= Exercise details =
Pick up the article below on the Kuala Lumpur ASEAN summit trade deals after its last sentence and continue it.

= Text excerpt =
· · · · · · ·
KUALA LUMPUR, Malaysia – October 27, 2025 – U.S. President Donald Trump departed the Association of Southeast Asian Nations (ASEAN) summit in Kuala Lumpur, leaving behind a flurry of new bilateral agreements but also a palpable sense of uncertainty regarding the region’s long-term trade relationship with the United States.
While the President lauded his trip as a success, touting new reciprocal trade and critical minerals agreements with Malaysia, Cambodia, Thailand, and Vietnam, regional policymakers are left to navigate a shifting economic landscape increasingly shaped by Washington’s transactional “America First” approach and the ongoing U.S.-China trade war.
Deals Signed, Tariffs Remain
A central feature of the visit was the formal signing of trade agreements with Malaysia and Cambodia and new frameworks for trade negotiations with Thailand and Vietnam. These deals are intended to address trade imbalances, secure supply chains for critical minerals, and provide preferential market access for some U.S. goods.
For Southeast Asian nations, the immediate priority was mitigating the steep reciprocal tariffs imposed by the U.S. earlier this year. The new agreements successfully lowered the blanket tariff rate for most exports from these four countries to around 19-20%, down from highs that reached nearly 50% for some nations. Malaysia, for instance, secured a zero-tariff rating for key products like semiconductors and pharmaceuticals.
However, the continued application of any significant U.S. tariffs—an average of 19% remains for many goods—leaves a cloud over the region’s export-driven economies. Analysts note that while the bilateral deals offer a short-term reprieve and a mechanism for continued dialogue, they run counter to the region’s desire for broad, stable, and predictable multilateral trade rules.
The Critical Minerals Play
A major win for the U.S. was securing commitments on critical minerals, particularly from Malaysia and Thailand. These agreements aim to diversify the global supply chain for rare earth elements and other strategic materials, lessening U.S. dependence on China. Malaysia specifically pledged not to ban or impose quotas on critical mineral exports to the U.S. and to work on developing its rare earth sector with American companies.
· · · · · · ·
= Data =
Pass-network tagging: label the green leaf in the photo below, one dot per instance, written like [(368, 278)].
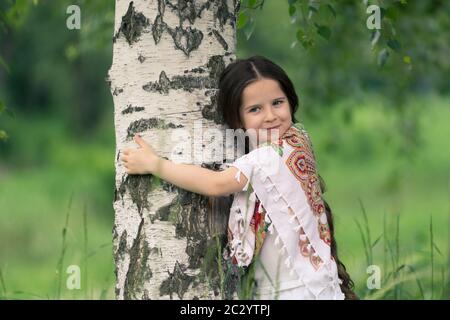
· · · · · · ·
= Answer to this problem =
This focus underscores the increasing role of Southeast Asia in the geopolitical competition between the world’s two largest economies. While the deals present opportunities for U.S. investment and technology transfer, particularly in areas like aerospace and mineral processing, they also force ASEAN members to take a more defined position in the global supply chain competition, risking potential friction with Beijing.
Balancing Act Under Duress
The underlying question for Southeast Asia remains how to balance its need for deep economic ties with both the U.S. and China. The aggressive U.S. tariff policy has accelerated the trend of Chinese goods and manufacturing capacity shifting into the ASEAN bloc, using it as an alternative export hub to bypass U.S. duties. This practice, known as transshipment, poses a dilemma, as it simultaneously boosts intra-regional trade but risks a U.S. crackdown on “origin-washing.”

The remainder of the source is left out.